§ **Selection**:
● ● ●

I'm going to be there all weekend starting Friday night.


----------



## Brotorboat (Apr 14, 2009)

Are you camping at Windy Point ?


----------



## BoilermakerU (Mar 13, 2009)

mattywp said:


> ... A fisherman died up there last year at high flows...


Just do what the guy last year didn't do - wear your PFD (and leave the waders in the car). From what I understand, he wasn't wearing a PFD. Had he been, it may have helped hold the waders tighter to his body, keeping more water out of his waders. But since he didn't eh waders were wide open, and filled with water. Not a good idea... LOL

If I can talk my buddy into getting his raft out of storage on Saturday, we might be able to meet up with everyone on Sunday. He's also new to rafting (the raft is his father-in-law's actually), so I told hime we could get the raft this weekend so I can get him out on the rivers soon.

I could potentially go on Sunday with or without him in my own raft too...


----------



## todd1124 (Apr 20, 2010)

Simpleman,

I got that BLM PDF and that is alot of great info. Here is a crazy question for you. I hear that most places have a shuttle service. Is that true? If so how does all that work? Please let me know trying to get a few things moved around for this weekend and make it up there with everyone. Thanks a ton for all your help!!!!


----------



## Jensjustduckie (Jun 29, 2007)

Rancho Del Rio will shuttle your vehicle from Pumphouse down to Statebridge, last time we used them I think it was 35 bucks to shuttle from Rancho to Statebridge, kinda pricey.


----------



## todd1124 (Apr 20, 2010)

So you would have to do the entire run all the way to Statebridge? Better to bring 2 vehicles I guess. or hook up with someone that can bring you back to your ride.


----------



## Brotorboat (Apr 14, 2009)

Don't pay for shuttles on Upper C.
Kindly ask someone at the put in or take out...

or stick your thumb out.

The only section on Upper C that is tough to hitch on is the Catamount Stretch...even then, if you get off an hour or so before dusk...you can usually hitch a ride.


----------



## Brotorboat (Apr 14, 2009)

The Rancho guys will shuttle you from Pumphouse to Rancho too...hell, they would probably be willing to shuttle you wherever you want them too...for a price.


----------



## Jensjustduckie (Jun 29, 2007)

todd1124 said:


> So you would have to do the entire run all the way to Statebridge? Better to bring 2 vehicles I guess. or hook up with someone that can bring you back to your ride.


No, you don't have to go all the way from Pumphouse to Statebridge, that is just the distance they are willing to shuttle, we did Rancho to Statebridge last time we paid.


----------



## todd1124 (Apr 20, 2010)

I am thinking that the Bond to Catamount would be a great first run. Can you do it this time of year?


----------

● ● ●

§ **Your task**:
Answer these questions about the rafting thread above:
1. What price does Jensjustduckie recall paying to shuttle from Rancho to Statebridge?
2. Which section of Upper C does Brotorboat call tough to hitch on?
3. Which run does todd1124 think would be a great first run?

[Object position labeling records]
● ● ●

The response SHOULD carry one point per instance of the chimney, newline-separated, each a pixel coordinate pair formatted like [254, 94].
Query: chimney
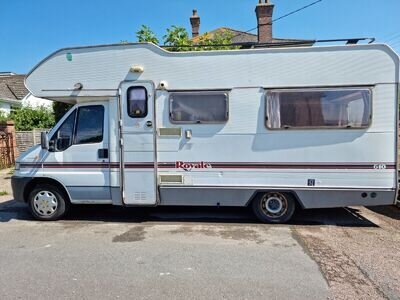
[264, 11]
[195, 21]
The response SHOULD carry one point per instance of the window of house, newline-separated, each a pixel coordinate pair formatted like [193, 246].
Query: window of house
[137, 101]
[333, 108]
[63, 137]
[199, 107]
[89, 124]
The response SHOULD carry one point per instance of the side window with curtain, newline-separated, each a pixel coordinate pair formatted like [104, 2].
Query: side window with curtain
[63, 137]
[137, 101]
[199, 107]
[318, 108]
[89, 125]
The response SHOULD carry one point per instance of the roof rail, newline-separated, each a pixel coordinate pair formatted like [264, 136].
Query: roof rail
[350, 41]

● ● ●

§ **Written response**:
1. About 35 dollars.
2. The Catamount Stretch.
3. Bond to Catamount.